=== ARTIKEL ===
☆ ☆ ☆

Sonntag, 1. März 2015

Mangelerscheinungen



Irgendwie bricht sie nicht ab, die Ereigniskette rund um die Ubiquität des Handys. Herr Krüger dachte, dass er an der neuen Schule diesen Punkt weitgehend hinter sich lassen kann. Aber nein, zu früh gefreut. Es ist Freitag, das Wochenende steht vor der Tür und Herr Krüger hat seinen Dienst bereits für diese Woche abgeleistet, zumindest in der Schule. Er plaudert im Lehrerzimmer nur noch ein bisschen mit Kollegen, schielt noch einmal in sein Fach, ob neue Aufgaben verteilt wurden usw.

☆ ☆ ☆

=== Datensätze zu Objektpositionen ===
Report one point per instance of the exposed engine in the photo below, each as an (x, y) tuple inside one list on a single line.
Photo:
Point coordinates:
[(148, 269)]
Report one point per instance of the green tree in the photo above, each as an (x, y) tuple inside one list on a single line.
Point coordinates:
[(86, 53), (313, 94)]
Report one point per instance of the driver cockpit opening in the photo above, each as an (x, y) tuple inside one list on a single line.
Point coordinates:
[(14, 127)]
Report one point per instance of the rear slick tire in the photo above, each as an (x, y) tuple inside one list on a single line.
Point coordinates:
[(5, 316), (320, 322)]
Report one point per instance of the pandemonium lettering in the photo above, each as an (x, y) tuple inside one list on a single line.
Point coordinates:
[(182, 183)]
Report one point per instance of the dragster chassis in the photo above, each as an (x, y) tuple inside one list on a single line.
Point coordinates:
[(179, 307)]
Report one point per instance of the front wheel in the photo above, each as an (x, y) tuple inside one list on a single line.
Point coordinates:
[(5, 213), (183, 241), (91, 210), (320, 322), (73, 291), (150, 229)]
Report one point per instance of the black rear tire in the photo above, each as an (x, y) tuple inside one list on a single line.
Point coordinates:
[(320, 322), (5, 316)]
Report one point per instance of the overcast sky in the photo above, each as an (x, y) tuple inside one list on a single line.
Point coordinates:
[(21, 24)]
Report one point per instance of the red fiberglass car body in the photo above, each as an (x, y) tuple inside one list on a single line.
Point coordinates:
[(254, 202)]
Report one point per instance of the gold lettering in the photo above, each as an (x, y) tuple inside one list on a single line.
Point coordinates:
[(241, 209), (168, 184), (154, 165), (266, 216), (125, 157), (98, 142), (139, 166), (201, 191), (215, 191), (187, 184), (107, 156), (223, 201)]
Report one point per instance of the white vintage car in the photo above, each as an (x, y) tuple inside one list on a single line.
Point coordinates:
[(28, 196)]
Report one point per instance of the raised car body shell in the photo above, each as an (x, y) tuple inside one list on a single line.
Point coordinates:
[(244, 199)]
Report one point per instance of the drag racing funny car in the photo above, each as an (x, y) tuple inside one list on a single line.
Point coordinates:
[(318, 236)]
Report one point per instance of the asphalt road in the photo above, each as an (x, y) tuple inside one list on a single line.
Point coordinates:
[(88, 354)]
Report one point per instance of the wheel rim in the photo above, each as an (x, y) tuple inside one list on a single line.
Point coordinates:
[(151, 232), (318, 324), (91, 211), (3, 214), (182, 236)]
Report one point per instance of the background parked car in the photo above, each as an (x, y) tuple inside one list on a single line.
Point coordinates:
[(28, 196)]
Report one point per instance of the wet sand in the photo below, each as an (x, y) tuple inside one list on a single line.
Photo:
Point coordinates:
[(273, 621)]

☆ ☆ ☆

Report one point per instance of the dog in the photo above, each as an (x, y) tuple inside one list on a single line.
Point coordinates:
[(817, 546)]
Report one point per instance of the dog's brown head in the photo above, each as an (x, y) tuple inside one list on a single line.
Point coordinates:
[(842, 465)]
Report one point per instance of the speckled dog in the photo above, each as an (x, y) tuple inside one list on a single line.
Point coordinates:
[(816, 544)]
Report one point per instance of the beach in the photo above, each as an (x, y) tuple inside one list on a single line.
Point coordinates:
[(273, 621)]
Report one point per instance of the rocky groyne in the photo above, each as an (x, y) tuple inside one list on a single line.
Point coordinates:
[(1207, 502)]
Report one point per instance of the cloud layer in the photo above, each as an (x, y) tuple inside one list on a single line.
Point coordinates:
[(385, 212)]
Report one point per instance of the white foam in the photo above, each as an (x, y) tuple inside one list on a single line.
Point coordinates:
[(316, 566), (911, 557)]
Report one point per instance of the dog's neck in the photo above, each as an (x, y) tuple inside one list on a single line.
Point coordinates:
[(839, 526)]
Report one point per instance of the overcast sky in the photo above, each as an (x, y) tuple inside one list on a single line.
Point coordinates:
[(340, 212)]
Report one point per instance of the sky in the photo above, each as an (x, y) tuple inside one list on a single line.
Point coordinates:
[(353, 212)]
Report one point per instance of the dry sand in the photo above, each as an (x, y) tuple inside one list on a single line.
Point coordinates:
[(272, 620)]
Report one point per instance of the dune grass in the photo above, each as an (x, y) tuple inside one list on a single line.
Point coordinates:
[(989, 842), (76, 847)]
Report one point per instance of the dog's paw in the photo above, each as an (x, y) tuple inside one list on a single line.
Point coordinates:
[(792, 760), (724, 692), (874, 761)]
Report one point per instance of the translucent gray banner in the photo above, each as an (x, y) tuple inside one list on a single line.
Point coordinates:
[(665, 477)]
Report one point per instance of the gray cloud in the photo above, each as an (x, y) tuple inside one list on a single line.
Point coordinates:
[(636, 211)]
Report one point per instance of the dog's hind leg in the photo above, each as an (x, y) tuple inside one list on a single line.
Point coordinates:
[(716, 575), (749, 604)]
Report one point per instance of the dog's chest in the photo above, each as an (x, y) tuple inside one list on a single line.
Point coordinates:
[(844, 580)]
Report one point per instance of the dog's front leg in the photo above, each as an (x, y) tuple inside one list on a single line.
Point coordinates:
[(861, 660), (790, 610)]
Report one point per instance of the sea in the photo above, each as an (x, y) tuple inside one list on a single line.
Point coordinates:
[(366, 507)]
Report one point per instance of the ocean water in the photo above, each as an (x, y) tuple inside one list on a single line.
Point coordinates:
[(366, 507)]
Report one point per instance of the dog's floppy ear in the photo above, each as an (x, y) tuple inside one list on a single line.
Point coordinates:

☆ ☆ ☆

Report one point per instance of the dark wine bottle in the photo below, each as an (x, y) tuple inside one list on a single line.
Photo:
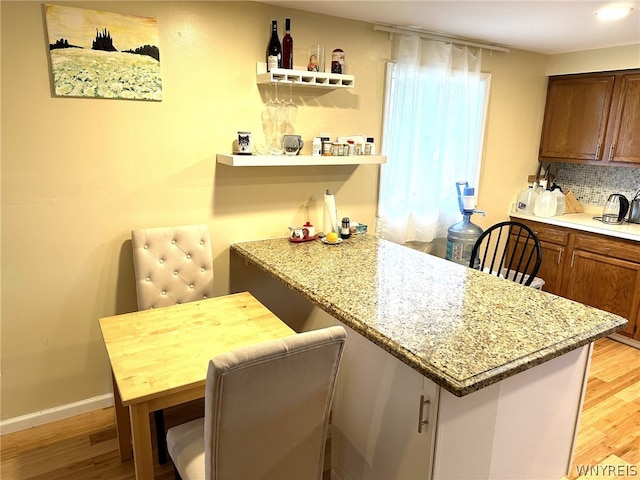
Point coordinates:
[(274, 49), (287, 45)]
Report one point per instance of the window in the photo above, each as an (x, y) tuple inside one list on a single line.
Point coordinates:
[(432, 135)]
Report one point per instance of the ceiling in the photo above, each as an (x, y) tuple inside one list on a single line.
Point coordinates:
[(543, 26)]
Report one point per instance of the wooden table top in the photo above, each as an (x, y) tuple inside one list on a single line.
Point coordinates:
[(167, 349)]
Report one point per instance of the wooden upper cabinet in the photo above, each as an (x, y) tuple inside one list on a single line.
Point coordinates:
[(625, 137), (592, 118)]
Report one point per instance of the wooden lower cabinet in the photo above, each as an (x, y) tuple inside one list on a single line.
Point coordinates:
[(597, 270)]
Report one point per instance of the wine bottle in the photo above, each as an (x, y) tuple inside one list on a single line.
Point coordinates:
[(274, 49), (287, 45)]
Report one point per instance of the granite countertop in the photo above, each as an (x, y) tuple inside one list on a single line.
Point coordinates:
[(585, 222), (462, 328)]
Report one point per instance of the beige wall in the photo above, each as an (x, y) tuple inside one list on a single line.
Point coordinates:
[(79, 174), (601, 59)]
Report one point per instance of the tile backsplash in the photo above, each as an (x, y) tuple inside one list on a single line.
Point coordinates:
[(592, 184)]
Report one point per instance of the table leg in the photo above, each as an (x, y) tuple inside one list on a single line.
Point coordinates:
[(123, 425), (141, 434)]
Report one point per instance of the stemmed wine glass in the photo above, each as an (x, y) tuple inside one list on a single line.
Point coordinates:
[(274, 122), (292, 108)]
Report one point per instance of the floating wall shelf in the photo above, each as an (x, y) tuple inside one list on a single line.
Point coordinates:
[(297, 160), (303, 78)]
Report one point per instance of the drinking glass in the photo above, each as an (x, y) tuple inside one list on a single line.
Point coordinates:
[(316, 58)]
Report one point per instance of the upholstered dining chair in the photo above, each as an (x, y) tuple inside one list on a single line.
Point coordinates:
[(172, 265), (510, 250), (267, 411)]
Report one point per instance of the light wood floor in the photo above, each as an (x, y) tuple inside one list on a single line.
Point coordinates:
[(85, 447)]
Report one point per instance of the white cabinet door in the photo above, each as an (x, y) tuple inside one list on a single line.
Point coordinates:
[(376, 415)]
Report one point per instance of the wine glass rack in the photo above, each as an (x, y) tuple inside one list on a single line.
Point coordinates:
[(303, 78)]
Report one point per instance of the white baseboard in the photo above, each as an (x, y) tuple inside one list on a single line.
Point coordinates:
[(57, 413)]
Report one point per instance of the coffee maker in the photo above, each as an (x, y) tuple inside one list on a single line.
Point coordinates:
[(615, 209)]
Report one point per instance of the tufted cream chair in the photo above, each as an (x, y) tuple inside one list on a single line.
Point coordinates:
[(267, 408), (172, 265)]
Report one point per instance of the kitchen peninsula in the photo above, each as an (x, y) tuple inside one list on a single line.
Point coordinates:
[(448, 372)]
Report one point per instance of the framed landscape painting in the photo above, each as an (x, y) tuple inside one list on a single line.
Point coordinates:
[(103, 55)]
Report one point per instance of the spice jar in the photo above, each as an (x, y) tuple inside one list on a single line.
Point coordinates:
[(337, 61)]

☆ ☆ ☆

=== AUFGABEN ===
**A)** An welchem Wochentag spielt die im Artikel geschilderte Szene?
**B)** Bearbeite im Artikel alles von „Sonntag, 1. März“ bis hinunter zu „verteilt wurden usw.“, indem du „Handys“ durch „Smartphones“ ersetzt.
**C)** Welche Namen von Wochentagen und Monaten kommen im Artikel vor?

=== ERGEBNISSE ===
**A)** Am Freitag.

**B)**
Sonntag, 1. März 2015

Mangelerscheinungen



Irgendwie bricht sie nicht ab, die Ereigniskette rund um die Ubiquität des Smartphones. Herr Krüger dachte, dass er an der neuen Schule diesen Punkt weitgehend hinter sich lassen kann. Aber nein, zu früh gefreut. Es ist Freitag, das Wochenende steht vor der Tür und Herr Krüger hat seinen Dienst bereits für diese Woche abgeleistet, zumindest in der Schule. Er plaudert im Lehrerzimmer nur noch ein bisschen mit Kollegen, schielt noch einmal in sein Fach, ob neue Aufgaben verteilt wurden usw.

**C)** Sonntag, März, Freitag